> _YOUR INSTRUCTIONS_
Where the records below show the word "Python" in a line, please copy that line.

> _INPUT DATA_
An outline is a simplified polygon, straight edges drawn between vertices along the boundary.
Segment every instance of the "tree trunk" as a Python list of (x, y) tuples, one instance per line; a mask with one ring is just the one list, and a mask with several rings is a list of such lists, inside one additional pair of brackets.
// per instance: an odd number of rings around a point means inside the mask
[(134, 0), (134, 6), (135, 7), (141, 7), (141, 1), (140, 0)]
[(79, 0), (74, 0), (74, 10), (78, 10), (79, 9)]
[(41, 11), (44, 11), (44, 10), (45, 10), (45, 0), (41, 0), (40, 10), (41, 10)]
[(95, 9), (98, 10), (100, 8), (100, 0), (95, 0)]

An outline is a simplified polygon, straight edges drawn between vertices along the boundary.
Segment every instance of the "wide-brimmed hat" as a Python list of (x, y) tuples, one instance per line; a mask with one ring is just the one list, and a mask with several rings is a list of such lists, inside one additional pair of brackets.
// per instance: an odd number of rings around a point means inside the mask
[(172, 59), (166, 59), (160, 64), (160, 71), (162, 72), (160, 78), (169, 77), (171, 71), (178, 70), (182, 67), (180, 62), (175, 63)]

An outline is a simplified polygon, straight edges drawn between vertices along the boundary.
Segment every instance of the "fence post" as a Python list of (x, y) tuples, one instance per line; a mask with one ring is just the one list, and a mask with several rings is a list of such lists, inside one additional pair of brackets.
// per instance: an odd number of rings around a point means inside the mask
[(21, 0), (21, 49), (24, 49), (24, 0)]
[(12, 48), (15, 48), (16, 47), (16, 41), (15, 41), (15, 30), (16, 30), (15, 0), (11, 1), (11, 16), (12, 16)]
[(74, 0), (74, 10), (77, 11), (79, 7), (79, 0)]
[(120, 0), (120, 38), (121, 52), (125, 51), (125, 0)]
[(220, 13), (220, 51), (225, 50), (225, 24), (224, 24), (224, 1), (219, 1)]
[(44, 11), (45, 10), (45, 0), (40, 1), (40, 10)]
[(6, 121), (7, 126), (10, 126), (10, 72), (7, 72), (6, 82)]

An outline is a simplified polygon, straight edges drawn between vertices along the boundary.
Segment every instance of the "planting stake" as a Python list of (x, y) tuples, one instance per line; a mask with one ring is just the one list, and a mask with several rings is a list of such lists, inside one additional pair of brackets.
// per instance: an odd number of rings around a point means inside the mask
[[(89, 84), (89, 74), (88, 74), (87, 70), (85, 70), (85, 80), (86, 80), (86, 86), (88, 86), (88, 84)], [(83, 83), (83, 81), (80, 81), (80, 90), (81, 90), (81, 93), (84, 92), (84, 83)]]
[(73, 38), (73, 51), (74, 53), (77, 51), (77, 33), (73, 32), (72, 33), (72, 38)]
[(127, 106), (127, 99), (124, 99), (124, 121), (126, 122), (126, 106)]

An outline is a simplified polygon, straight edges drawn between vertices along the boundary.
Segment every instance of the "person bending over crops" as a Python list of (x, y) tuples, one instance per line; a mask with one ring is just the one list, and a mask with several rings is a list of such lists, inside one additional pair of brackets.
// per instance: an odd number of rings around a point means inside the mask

> _YOUR SOLUTION_
Segment every instance of the "tree trunk" as a Python list of (x, y) tuples, one instance per line; a mask with one ring is just the one list, and a mask with several rings is a list of such lists, inside one additional pair of brackets.
Segment every instance of the "wide-brimmed hat" as a Python list of (x, y) tuples, one instance per line; a mask with one ring is just the one list, and a mask with several rings is a list of such lists, inside one additional pair of brackets.
Segment every instance of the "fence post" as a Python list of (x, y) tuples, one instance per line; a mask with one ring is just the one list, and a mask with several rings is a list of such lists, inside one additional pair of brackets.
Segment every instance of the "planting stake" as a Python list of (x, y) tuples, one instance per line; a mask with one ring is just the one list, and a mask with several rings is a list of such lists, inside one additional pair of brackets.
Segment every instance of the "person bending over crops" as a Python list of (x, y) tuples, one instance per line; a mask with one ring is just the one list, and a mask with several rings is a list of such lists, inside one additional pair of brackets.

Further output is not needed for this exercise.